# Short problem:
Recast the lines below as a two-column CSV with the headers guideline and points, beginning at the line that contains "of the beached" and stopping after the last line. Give one row for each line that starts with "Labeling guideline." followed by its points, with each field quoted and line breaks turned into spaces.

# Records for this task:
□ □ □

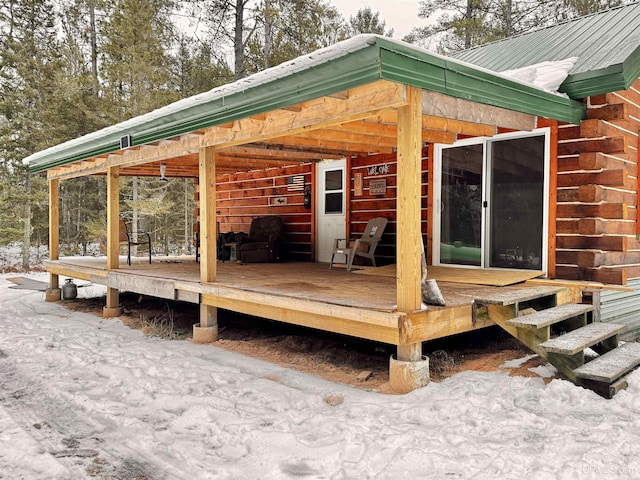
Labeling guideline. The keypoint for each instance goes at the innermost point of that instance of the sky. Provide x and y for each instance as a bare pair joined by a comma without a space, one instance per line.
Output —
82,397
401,15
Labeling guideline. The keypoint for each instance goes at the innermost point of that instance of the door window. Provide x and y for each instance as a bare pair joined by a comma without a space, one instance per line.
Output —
334,192
493,202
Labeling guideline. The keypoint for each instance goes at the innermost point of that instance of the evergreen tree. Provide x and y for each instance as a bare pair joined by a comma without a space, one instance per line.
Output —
296,27
29,69
365,21
135,63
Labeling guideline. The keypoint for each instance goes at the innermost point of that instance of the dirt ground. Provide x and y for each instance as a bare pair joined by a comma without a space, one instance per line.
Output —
360,363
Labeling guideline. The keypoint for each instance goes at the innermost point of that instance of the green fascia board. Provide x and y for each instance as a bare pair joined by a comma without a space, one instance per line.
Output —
352,70
595,82
461,80
613,78
486,87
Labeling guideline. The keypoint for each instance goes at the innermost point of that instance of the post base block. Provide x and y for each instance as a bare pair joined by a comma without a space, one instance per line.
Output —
53,294
111,312
405,377
204,334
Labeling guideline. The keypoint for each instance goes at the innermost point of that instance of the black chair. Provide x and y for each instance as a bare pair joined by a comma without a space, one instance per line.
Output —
264,242
126,237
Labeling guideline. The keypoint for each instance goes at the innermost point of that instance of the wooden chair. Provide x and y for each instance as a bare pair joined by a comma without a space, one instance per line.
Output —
126,237
364,246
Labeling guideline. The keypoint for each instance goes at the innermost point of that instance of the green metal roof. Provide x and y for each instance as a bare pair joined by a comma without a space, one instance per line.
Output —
607,45
358,61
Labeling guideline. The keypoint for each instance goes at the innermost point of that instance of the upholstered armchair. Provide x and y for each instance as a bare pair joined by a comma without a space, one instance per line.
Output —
264,242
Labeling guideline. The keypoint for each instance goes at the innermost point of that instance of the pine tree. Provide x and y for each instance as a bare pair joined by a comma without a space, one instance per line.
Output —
296,27
365,21
29,70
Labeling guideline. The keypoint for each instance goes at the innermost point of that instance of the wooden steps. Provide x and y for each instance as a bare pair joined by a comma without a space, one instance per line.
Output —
551,316
604,373
576,331
581,338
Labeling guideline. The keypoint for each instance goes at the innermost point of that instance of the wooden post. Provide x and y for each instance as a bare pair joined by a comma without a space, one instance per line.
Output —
208,258
408,371
207,330
113,308
53,293
409,239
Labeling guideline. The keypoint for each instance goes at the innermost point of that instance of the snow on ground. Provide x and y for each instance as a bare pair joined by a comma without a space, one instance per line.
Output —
85,397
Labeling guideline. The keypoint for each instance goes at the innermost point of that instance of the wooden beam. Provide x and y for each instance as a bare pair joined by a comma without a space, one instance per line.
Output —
553,195
113,218
54,228
409,241
112,307
440,105
356,146
268,152
54,219
208,220
162,150
363,102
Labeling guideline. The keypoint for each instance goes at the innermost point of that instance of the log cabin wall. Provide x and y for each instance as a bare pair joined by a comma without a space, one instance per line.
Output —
241,197
368,204
597,210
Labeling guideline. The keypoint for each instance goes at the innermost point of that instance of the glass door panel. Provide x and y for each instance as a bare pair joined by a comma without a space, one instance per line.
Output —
516,205
461,208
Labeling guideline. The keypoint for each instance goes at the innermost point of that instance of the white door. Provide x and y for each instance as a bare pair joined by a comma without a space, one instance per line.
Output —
330,206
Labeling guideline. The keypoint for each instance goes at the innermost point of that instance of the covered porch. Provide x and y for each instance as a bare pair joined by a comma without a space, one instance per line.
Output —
367,95
360,304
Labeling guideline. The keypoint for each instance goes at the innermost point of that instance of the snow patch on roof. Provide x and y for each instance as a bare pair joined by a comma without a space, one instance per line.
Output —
547,76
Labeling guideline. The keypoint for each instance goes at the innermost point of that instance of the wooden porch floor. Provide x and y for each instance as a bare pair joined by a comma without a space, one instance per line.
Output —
301,293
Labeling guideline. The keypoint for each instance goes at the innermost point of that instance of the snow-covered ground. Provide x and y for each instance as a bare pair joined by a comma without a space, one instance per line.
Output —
84,397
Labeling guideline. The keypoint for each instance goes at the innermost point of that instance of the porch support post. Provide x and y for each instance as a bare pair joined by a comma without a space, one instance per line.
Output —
410,370
53,293
113,308
207,330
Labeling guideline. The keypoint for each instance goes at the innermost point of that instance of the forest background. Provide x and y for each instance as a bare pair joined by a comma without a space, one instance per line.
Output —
71,67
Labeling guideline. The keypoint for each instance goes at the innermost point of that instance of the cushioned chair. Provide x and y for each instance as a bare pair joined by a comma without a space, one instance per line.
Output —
264,242
364,246
126,237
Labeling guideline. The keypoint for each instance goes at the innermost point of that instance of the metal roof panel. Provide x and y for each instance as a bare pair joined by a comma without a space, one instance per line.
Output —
601,41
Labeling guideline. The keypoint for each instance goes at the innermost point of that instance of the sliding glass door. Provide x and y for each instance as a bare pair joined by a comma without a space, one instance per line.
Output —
492,198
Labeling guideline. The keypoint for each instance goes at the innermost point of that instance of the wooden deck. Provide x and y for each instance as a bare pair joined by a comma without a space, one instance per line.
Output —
307,294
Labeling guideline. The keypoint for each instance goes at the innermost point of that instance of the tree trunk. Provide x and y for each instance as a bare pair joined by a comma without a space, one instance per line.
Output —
267,32
26,239
238,45
186,216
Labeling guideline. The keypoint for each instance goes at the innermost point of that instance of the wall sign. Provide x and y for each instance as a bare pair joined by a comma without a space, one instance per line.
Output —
357,184
383,169
378,187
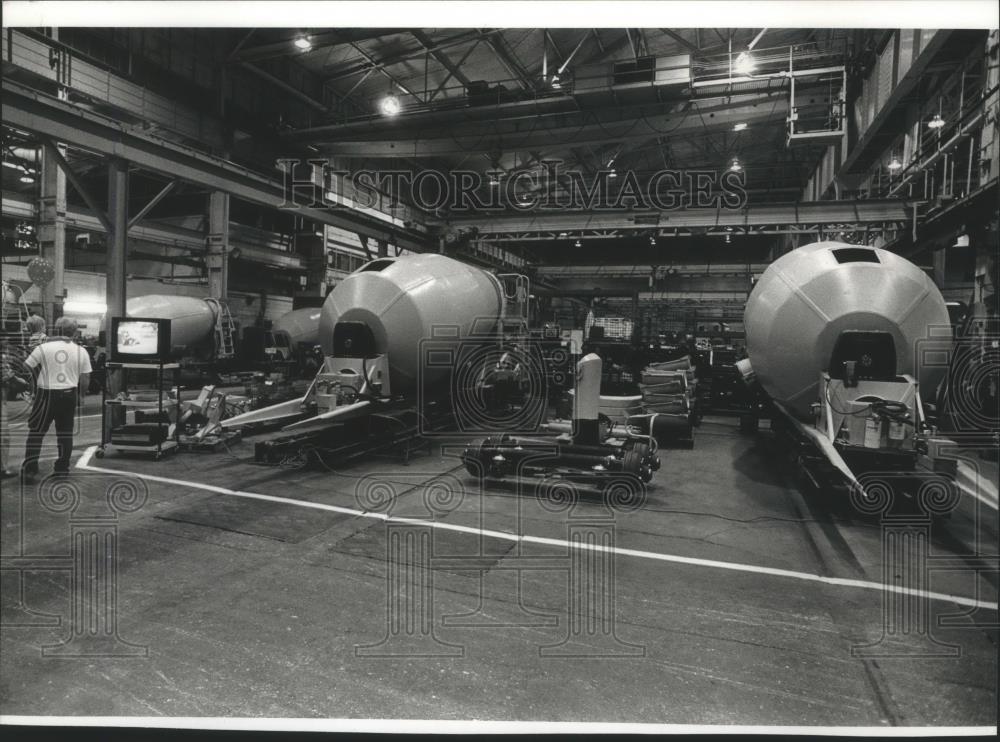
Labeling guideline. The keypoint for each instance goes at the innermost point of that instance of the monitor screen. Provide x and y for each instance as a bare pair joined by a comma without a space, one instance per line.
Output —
138,338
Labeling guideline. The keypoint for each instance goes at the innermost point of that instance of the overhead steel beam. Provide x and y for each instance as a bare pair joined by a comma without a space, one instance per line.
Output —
46,116
694,49
85,194
291,89
513,67
570,136
163,234
286,47
349,70
445,81
765,215
450,120
440,56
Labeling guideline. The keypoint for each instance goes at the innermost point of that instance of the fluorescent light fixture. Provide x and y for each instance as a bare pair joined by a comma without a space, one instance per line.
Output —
84,307
744,64
390,105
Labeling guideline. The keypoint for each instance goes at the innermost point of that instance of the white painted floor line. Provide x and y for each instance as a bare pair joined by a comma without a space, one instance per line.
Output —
84,463
976,484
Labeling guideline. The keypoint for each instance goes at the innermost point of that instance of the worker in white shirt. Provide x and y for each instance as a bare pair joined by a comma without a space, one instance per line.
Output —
63,370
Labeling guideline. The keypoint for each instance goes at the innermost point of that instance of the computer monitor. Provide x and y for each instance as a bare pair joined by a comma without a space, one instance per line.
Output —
140,340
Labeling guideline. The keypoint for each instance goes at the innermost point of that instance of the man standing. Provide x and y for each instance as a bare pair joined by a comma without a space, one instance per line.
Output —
63,367
11,384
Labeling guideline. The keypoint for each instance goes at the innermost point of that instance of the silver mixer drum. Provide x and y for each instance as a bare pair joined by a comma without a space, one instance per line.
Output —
408,299
808,297
302,325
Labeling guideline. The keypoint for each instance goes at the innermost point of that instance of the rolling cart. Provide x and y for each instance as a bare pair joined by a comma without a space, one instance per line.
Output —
139,439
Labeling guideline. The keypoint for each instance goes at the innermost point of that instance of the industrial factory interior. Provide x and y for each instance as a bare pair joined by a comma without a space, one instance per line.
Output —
503,370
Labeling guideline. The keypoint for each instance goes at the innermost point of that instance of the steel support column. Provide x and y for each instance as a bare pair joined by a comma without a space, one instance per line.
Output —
52,232
217,241
117,238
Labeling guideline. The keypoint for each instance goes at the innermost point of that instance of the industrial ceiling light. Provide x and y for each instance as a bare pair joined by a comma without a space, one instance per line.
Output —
390,105
744,64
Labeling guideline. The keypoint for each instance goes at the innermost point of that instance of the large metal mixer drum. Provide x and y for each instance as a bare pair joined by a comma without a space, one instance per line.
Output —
405,300
302,325
808,297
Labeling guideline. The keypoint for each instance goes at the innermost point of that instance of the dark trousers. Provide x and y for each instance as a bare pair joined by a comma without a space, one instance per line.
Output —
51,405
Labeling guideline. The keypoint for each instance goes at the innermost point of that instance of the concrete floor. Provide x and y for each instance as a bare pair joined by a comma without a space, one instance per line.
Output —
715,606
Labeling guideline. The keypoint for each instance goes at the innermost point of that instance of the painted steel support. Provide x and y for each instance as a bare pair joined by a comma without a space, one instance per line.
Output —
152,203
52,232
217,242
60,121
117,219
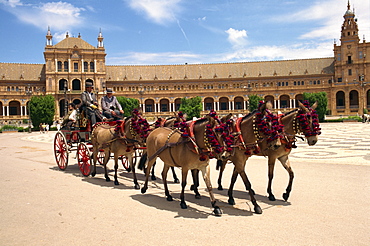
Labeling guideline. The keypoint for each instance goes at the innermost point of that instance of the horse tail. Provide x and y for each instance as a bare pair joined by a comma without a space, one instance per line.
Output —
219,164
142,161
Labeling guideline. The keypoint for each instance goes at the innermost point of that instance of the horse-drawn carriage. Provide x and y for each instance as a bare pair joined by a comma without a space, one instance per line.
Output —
78,139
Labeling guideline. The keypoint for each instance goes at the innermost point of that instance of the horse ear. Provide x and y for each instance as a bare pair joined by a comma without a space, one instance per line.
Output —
226,118
269,105
212,121
263,107
314,105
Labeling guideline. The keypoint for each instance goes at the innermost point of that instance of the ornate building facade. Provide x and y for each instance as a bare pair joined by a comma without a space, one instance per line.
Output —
224,87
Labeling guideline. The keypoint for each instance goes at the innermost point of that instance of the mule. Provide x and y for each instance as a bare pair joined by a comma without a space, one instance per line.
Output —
176,149
120,138
366,118
301,121
256,134
171,122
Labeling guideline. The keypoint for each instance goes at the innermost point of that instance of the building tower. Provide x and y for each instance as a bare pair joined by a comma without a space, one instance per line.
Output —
49,38
351,66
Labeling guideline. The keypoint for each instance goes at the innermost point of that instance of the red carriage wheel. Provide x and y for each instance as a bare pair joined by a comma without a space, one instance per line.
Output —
61,150
101,156
84,159
125,163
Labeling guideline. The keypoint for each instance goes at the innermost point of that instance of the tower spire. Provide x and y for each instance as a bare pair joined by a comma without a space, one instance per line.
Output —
100,40
49,38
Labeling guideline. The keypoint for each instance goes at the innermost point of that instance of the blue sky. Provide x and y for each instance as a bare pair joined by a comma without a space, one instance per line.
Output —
180,31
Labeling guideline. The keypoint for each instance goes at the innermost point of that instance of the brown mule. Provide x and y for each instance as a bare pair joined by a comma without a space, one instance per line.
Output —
256,133
171,122
175,150
120,139
300,121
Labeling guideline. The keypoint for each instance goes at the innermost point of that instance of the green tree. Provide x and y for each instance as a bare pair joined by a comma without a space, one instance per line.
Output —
191,107
253,102
128,104
42,109
322,102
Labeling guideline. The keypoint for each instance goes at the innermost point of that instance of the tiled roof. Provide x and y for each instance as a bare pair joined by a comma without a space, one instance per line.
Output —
71,42
302,67
20,71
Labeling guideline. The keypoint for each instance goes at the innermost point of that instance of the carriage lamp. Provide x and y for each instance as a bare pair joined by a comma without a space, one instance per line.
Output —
65,98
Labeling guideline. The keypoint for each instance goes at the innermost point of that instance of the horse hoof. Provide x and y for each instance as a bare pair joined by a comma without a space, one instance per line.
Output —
257,209
231,201
217,211
285,196
272,198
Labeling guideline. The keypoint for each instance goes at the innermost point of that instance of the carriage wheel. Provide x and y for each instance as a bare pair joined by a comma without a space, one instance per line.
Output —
61,150
84,159
125,163
101,156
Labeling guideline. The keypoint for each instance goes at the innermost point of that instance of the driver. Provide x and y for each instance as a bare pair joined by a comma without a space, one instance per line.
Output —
112,109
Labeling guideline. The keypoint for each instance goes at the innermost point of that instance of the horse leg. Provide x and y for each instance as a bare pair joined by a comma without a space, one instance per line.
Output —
222,168
195,185
234,176
164,177
271,165
115,169
106,159
206,176
184,172
175,179
153,175
248,186
286,164
95,158
137,186
149,165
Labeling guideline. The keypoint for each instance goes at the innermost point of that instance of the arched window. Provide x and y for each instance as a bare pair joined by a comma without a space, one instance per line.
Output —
61,84
76,85
66,66
92,67
340,99
60,66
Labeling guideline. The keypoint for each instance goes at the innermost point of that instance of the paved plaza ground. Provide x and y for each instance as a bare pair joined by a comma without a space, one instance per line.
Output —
41,205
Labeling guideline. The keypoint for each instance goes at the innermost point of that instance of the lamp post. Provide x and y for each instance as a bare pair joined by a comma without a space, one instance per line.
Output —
248,89
363,84
29,94
65,98
141,92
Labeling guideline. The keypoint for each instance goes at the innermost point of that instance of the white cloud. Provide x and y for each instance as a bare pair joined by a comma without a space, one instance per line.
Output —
58,15
11,3
330,15
257,53
159,11
237,38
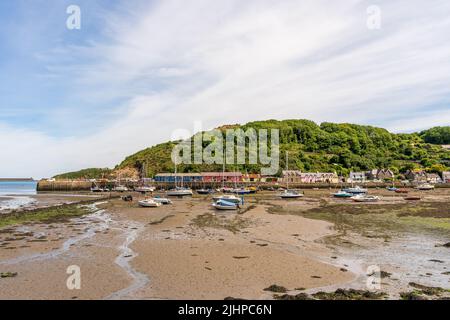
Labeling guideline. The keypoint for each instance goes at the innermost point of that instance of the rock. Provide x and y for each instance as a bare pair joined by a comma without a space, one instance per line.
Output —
276,288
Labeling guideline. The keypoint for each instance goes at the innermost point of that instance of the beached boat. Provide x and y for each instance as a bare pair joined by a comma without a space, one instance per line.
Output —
205,191
228,198
180,192
425,186
225,205
365,198
120,189
355,190
342,194
149,203
413,198
291,194
144,189
162,200
241,191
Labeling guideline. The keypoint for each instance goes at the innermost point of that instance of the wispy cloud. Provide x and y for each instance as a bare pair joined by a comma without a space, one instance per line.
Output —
149,69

□ □ □

# Problem solution:
guideline,points
"Labeling guideline. The keypoint for each instance goes at the innermost point of that instance of the beached boat. Provide x and y for each instance as a bare pair joined by a comma without a space, one instance per line. Output —","205,191 228,198 180,192 425,186 225,205 365,198 120,189 355,190 342,194 149,203 413,198 291,194 144,189 162,200 241,191"
"Labeling guideline. The keypoint for each instance goes at the innermost point of that instance of the wispy cloud. Provide x and y for each instance as a bare pair joined by a comma without a space, one instance per line. Output —","149,69"